§ Given instruction
Rewrite every line from the start of the rows through the line containing "[(408, 225)]", inclusive, as a Markdown table with the columns "Number" and "Line". Skip blank lines.

(Collected data entries)
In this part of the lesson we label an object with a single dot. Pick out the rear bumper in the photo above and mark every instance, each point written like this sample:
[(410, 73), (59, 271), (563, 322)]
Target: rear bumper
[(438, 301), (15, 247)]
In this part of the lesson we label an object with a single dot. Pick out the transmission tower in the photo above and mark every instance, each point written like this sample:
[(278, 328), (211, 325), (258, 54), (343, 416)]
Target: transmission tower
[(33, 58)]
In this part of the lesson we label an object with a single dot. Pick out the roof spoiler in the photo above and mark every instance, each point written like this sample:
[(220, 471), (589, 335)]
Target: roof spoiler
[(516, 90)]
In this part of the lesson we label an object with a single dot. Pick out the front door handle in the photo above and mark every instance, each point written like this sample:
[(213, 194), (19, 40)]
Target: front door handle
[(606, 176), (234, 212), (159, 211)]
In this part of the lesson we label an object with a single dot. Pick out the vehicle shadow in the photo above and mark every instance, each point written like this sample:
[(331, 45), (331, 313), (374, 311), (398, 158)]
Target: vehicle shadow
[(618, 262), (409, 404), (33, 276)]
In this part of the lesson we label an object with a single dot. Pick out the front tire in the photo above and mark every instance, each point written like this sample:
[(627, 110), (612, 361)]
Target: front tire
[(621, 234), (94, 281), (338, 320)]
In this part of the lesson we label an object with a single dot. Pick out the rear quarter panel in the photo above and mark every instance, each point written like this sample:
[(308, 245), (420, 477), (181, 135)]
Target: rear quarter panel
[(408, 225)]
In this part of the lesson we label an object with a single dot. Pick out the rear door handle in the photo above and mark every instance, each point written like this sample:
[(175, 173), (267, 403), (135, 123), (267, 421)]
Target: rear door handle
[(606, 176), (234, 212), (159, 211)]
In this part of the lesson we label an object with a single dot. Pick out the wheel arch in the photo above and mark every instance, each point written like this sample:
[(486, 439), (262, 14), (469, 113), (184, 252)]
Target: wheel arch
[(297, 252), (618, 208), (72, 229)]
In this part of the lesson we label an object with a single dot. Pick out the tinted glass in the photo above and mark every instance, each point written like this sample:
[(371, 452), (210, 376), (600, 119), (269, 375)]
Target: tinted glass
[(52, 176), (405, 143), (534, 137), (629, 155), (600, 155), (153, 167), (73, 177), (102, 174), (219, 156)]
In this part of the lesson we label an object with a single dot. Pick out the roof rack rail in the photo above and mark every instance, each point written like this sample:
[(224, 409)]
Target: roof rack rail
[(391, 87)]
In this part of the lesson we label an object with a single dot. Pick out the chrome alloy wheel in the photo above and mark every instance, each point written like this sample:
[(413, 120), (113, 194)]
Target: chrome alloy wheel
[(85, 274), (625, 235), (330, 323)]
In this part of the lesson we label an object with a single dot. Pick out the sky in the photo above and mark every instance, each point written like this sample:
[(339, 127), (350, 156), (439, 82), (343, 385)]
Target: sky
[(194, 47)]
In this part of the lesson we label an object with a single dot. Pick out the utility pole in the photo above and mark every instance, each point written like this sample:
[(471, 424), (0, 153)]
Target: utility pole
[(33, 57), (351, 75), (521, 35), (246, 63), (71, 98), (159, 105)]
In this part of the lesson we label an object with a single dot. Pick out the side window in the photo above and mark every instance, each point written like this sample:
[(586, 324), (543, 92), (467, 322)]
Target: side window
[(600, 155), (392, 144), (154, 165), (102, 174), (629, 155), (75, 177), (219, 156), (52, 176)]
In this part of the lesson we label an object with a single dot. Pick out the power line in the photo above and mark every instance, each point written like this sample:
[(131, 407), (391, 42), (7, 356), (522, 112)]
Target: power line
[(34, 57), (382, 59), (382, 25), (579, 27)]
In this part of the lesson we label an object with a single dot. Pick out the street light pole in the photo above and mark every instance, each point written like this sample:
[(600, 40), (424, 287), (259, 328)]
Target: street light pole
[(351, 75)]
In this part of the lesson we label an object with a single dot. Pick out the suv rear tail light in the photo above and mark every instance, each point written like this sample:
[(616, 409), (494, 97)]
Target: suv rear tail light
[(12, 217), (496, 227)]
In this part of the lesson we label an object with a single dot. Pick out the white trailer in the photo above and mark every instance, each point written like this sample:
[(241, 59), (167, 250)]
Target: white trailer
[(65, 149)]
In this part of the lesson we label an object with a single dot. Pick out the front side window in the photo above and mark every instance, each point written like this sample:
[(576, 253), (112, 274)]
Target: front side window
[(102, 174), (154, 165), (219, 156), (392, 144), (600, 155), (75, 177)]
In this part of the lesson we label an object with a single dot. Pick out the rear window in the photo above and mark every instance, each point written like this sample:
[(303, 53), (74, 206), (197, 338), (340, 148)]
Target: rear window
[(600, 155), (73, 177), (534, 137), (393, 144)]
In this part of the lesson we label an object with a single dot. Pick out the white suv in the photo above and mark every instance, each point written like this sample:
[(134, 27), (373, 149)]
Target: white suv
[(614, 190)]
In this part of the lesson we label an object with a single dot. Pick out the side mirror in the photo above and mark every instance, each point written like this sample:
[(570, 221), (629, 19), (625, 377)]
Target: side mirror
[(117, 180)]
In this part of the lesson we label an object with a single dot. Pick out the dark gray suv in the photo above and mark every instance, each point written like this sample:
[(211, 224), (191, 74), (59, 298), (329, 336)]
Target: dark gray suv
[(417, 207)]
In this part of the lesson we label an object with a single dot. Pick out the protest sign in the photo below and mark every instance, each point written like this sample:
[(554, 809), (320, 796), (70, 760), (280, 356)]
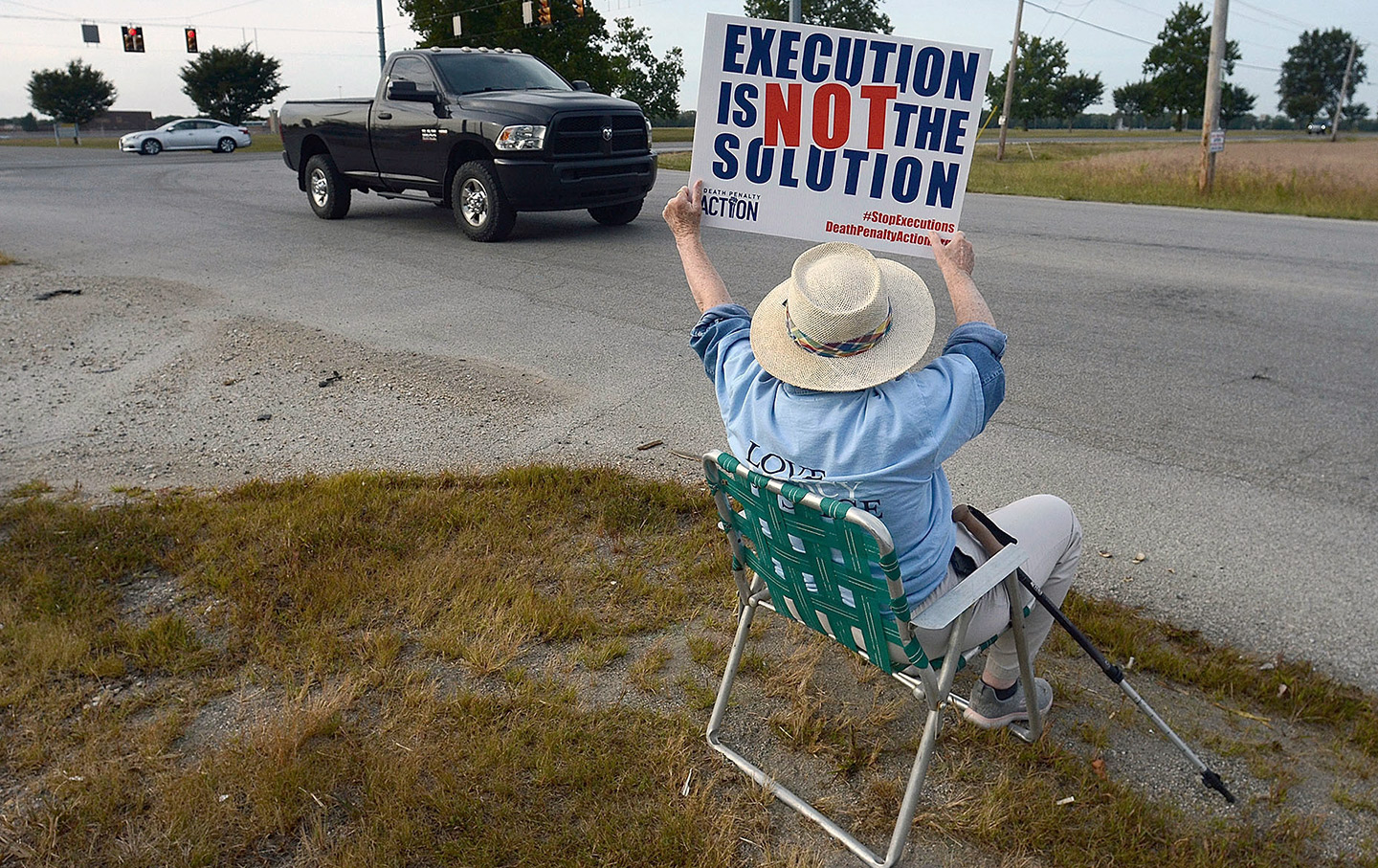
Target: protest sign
[(835, 135)]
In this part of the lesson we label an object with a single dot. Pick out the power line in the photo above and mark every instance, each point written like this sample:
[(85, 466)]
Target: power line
[(122, 21), (1089, 24)]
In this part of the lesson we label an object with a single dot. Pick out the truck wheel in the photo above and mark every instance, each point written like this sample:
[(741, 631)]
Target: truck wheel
[(481, 210), (617, 215), (325, 188)]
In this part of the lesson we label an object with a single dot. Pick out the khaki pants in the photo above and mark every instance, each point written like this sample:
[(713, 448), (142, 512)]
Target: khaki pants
[(1052, 536)]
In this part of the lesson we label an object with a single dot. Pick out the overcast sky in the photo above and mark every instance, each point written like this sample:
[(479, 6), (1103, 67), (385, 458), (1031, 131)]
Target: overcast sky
[(331, 49)]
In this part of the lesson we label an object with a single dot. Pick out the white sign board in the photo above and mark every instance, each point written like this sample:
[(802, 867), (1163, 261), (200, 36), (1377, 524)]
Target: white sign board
[(835, 135)]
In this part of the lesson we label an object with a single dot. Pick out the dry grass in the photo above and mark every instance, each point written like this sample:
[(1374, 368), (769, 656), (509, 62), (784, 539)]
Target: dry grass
[(1314, 178), (386, 670)]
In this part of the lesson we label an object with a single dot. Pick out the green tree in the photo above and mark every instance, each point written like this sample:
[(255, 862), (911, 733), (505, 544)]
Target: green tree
[(1312, 75), (1137, 100), (1177, 63), (642, 78), (71, 96), (851, 14), (1075, 93), (232, 83), (572, 44), (1234, 102), (1042, 65)]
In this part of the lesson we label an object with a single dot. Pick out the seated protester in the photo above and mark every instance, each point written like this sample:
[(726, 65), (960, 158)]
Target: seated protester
[(821, 386)]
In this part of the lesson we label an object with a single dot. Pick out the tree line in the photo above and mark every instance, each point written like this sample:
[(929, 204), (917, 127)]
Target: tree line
[(233, 83)]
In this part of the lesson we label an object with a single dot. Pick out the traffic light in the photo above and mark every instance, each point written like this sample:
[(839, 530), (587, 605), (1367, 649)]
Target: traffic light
[(132, 37)]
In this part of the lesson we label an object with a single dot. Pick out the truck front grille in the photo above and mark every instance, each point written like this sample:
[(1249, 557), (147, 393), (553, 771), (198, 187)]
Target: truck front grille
[(598, 135)]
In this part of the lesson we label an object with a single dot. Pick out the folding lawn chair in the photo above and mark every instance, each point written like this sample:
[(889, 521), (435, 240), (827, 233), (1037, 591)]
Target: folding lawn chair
[(833, 568)]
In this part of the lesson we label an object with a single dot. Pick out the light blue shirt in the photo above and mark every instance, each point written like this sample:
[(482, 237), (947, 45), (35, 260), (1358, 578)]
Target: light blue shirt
[(879, 448)]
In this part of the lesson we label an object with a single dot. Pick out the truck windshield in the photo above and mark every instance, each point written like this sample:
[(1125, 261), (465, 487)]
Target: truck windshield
[(473, 74)]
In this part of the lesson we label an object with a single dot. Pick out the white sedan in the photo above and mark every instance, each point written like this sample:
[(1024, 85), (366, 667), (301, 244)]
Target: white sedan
[(188, 134)]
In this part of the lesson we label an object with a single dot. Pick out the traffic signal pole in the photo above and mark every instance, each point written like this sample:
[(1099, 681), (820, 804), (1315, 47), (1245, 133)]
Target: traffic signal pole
[(1344, 91), (1009, 83), (1211, 118)]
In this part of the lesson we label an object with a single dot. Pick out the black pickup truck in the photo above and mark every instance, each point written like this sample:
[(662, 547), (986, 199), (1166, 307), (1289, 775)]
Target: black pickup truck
[(487, 132)]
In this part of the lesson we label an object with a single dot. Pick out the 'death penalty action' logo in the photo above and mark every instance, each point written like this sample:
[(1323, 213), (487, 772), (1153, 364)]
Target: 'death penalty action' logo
[(816, 132)]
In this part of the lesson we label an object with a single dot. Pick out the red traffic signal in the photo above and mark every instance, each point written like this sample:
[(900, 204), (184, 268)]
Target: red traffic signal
[(132, 37)]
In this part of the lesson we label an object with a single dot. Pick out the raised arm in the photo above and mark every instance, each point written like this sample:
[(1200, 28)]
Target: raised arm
[(682, 215), (957, 259)]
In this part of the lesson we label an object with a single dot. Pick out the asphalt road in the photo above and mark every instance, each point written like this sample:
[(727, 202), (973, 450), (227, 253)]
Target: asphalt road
[(1198, 385)]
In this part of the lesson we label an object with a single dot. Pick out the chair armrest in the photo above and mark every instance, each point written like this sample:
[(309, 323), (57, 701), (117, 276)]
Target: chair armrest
[(970, 589)]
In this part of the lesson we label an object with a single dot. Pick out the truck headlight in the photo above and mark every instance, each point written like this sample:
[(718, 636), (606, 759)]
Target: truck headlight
[(522, 137)]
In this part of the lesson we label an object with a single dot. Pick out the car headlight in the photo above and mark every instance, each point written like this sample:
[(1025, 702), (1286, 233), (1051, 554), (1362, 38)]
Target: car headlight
[(522, 137)]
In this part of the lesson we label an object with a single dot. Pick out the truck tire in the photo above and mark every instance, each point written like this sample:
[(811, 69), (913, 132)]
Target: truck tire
[(481, 210), (325, 188), (617, 215)]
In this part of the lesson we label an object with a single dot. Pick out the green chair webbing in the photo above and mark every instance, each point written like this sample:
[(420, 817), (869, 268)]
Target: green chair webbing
[(792, 547)]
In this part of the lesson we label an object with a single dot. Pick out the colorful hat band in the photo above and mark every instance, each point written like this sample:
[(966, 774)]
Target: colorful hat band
[(841, 348)]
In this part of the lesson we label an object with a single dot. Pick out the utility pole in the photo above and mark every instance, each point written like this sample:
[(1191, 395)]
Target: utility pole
[(382, 46), (1344, 91), (1211, 118), (1009, 83)]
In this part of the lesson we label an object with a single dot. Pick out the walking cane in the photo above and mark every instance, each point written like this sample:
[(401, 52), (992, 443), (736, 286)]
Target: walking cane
[(992, 539)]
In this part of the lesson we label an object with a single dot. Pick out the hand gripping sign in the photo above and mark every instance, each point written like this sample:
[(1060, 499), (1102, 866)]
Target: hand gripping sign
[(835, 135)]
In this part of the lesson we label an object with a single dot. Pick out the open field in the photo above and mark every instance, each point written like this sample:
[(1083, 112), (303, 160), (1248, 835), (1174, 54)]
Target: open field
[(1293, 175), (516, 668), (1314, 178)]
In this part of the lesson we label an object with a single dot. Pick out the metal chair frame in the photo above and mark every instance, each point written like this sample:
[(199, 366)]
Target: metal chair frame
[(757, 567)]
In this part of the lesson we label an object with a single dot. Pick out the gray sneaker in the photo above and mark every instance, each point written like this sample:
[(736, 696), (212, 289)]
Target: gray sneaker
[(989, 713)]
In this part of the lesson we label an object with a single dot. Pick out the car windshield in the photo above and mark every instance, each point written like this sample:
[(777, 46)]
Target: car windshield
[(473, 74)]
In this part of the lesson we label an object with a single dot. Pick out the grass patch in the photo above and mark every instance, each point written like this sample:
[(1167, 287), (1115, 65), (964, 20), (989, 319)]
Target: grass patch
[(672, 134), (1265, 176), (262, 143), (378, 668)]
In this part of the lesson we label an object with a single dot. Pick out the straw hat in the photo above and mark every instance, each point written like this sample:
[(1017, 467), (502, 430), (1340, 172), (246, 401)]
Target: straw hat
[(844, 322)]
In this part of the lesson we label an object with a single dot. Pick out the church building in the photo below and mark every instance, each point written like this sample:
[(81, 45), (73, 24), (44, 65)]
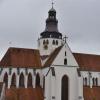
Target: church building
[(50, 72)]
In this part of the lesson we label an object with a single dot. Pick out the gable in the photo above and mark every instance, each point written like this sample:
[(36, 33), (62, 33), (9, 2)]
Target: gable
[(88, 61), (21, 57), (58, 56)]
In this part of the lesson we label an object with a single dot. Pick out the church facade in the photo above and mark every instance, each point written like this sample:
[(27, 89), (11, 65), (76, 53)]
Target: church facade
[(51, 72)]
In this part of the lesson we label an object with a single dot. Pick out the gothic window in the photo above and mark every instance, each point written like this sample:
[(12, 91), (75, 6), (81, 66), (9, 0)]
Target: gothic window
[(29, 80), (37, 80), (43, 41), (64, 88), (93, 81), (53, 42), (5, 80), (65, 53), (65, 61), (21, 80), (10, 70), (18, 71), (56, 42), (13, 80), (85, 81), (47, 41), (44, 83), (96, 81)]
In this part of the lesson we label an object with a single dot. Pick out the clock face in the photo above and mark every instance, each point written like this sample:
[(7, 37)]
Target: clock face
[(45, 47)]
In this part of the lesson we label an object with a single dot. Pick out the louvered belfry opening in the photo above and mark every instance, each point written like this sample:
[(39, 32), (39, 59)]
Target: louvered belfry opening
[(37, 80), (29, 80), (5, 80), (13, 80), (64, 88), (21, 80)]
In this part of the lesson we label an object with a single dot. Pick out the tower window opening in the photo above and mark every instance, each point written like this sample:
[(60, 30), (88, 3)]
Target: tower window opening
[(47, 41), (85, 81), (13, 81), (65, 61), (53, 42), (5, 80), (56, 42), (43, 41), (65, 53), (21, 80), (96, 81), (64, 88)]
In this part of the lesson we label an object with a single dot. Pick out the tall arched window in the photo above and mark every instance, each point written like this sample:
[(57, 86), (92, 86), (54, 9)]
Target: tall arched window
[(53, 42), (44, 83), (47, 41), (56, 42), (64, 88), (37, 80), (43, 41), (29, 80), (96, 81), (85, 81), (13, 80), (93, 81), (65, 61), (5, 80), (65, 53), (21, 80)]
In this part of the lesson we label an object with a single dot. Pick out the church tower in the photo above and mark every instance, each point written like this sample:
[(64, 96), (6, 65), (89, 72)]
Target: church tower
[(50, 38)]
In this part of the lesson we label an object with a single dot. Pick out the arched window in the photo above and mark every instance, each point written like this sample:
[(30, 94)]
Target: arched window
[(65, 53), (44, 83), (93, 81), (64, 88), (96, 81), (21, 80), (29, 80), (13, 80), (47, 41), (37, 80), (65, 61), (56, 42), (5, 80), (53, 42), (85, 81), (43, 41)]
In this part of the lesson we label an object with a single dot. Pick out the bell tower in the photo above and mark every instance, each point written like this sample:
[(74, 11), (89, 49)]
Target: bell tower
[(50, 38)]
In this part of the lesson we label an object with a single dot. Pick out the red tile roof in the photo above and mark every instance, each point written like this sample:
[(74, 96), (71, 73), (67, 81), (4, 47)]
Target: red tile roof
[(52, 57), (88, 61), (24, 94), (20, 57), (91, 93)]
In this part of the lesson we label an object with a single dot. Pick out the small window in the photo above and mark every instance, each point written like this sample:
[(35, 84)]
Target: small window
[(65, 53), (65, 61), (56, 42), (85, 81), (43, 41), (53, 42), (96, 81), (47, 41)]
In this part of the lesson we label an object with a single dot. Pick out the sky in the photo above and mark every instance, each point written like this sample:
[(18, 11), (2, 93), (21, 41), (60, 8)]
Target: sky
[(22, 21)]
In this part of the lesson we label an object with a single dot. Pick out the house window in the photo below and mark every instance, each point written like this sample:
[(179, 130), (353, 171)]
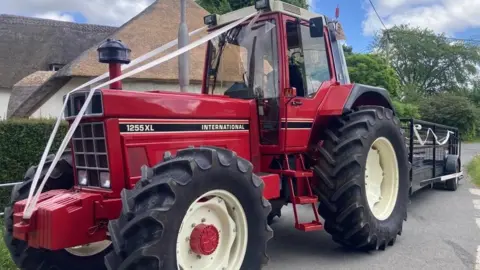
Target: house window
[(55, 67)]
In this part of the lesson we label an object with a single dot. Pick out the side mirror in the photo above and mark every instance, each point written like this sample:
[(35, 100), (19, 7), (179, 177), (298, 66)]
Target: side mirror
[(290, 92), (316, 27)]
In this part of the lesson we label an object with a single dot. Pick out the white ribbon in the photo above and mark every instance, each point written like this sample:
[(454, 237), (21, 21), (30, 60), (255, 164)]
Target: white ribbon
[(31, 202), (419, 127), (133, 63)]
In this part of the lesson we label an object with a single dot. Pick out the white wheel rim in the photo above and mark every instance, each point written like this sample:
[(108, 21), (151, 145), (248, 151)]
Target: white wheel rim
[(89, 249), (221, 209), (381, 178)]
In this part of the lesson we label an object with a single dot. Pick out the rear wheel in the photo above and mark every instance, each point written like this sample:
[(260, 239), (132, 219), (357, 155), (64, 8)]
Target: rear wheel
[(25, 257), (363, 185), (204, 209)]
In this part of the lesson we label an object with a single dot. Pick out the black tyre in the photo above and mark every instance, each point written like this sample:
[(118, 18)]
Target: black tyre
[(343, 173), (152, 219), (28, 258)]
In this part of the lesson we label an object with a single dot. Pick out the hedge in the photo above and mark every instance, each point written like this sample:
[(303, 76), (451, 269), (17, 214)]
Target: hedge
[(22, 142)]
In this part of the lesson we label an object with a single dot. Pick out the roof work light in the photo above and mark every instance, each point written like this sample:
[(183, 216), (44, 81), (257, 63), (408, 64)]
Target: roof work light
[(263, 5)]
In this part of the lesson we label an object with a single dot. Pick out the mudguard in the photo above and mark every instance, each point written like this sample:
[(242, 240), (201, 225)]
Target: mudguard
[(368, 95)]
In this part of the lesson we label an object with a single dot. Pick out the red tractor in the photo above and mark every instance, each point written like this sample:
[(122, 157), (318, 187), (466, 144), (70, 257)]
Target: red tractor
[(163, 180)]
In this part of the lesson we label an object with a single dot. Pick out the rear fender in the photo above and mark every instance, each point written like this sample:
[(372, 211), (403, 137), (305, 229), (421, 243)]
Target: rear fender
[(341, 99), (361, 95)]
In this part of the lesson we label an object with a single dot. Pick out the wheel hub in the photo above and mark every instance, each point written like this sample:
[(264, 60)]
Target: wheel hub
[(204, 239), (213, 233), (381, 178)]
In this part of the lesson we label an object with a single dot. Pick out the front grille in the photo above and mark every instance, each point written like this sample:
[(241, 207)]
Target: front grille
[(90, 150), (76, 101)]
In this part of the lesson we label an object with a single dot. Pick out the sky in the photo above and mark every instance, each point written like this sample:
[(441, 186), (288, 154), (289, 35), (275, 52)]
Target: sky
[(455, 18)]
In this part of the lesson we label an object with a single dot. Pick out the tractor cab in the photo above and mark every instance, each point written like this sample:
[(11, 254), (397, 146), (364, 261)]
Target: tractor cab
[(284, 59)]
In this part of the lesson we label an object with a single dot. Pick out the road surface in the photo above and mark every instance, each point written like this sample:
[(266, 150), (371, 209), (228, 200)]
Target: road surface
[(440, 233)]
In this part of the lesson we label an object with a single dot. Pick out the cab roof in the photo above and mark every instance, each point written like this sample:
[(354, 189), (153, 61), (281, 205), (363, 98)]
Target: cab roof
[(275, 6)]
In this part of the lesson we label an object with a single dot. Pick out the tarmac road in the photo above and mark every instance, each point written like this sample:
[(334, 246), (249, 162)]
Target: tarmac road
[(440, 233)]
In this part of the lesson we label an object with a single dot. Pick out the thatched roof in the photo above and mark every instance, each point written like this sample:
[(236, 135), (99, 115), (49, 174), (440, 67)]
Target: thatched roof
[(156, 25), (25, 87), (28, 45)]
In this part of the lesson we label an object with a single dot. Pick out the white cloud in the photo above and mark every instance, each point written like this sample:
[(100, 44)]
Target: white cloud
[(51, 15), (105, 12), (442, 16), (312, 4)]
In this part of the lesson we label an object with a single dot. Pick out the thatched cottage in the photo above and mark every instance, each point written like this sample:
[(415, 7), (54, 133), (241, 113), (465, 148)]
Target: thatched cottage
[(42, 60)]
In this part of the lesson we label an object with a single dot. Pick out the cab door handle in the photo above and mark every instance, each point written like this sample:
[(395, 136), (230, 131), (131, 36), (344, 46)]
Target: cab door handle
[(297, 102)]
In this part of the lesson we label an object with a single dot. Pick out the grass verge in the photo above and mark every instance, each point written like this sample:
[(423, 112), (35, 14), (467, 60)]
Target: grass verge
[(473, 169), (6, 262)]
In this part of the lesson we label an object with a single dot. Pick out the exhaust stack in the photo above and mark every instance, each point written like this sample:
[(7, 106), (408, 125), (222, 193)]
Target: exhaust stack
[(114, 53), (183, 67)]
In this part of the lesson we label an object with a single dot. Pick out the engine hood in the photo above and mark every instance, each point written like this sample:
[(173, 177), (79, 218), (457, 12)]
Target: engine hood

§ The output
| Number | Line |
|---|---|
| 1 | In this part of the lesson we label an object with a single dot. Pick out the rear bumper in the photo above and mark every instance, each point written like this sample: |
| 2 | [(410, 73), (59, 271), (563, 322)] |
| 3 | Target: rear bumper |
| 4 | [(438, 301), (15, 247)] |
| 5 | In this part of the lesson we label an object with a single dot. Pick out the transmission tower in the photo above and mark every instance, each point written like this sample: |
| 6 | [(278, 328), (211, 325), (258, 54), (343, 416)] |
| 7 | Target: transmission tower |
| 8 | [(33, 58)] |
| 9 | In this part of the lesson we label an object with a single dot. Pick out the roof spoiler in the photo above and mark every instance, each point written like this sample: |
| 10 | [(220, 471), (589, 335)] |
| 11 | Target: roof spoiler |
| 12 | [(516, 90)] |
| 13 | In this part of the lesson we label an object with a single dot. Pick out the front door handle in the photo above and mark every instance, each point written like this sample: |
| 14 | [(213, 194), (19, 40)] |
| 15 | Target: front door handle |
| 16 | [(606, 176), (234, 212), (159, 211)] |
| 17 | In this part of the lesson we label an object with a single dot. Pick out the vehicle shadow in the photo above and mark every instance, each point written like this sample: |
| 18 | [(331, 45), (331, 313), (374, 311), (398, 158)] |
| 19 | Target: vehicle shadow |
| 20 | [(618, 262), (409, 404), (33, 276)] |
| 21 | In this part of the lesson we label an object with a single dot. Pick out the front tire in the photo above and mark every instance, each point written like this sample: |
| 22 | [(627, 110), (612, 361)] |
| 23 | Target: front tire |
| 24 | [(621, 234), (94, 281), (338, 320)] |
| 25 | In this part of the lesson we label an object with a single dot. Pick out the rear quarter panel in the photo above and mark every instance, each point written like this sample: |
| 26 | [(308, 245), (420, 477), (181, 135)] |
| 27 | Target: rear quarter panel |
| 28 | [(408, 225)] |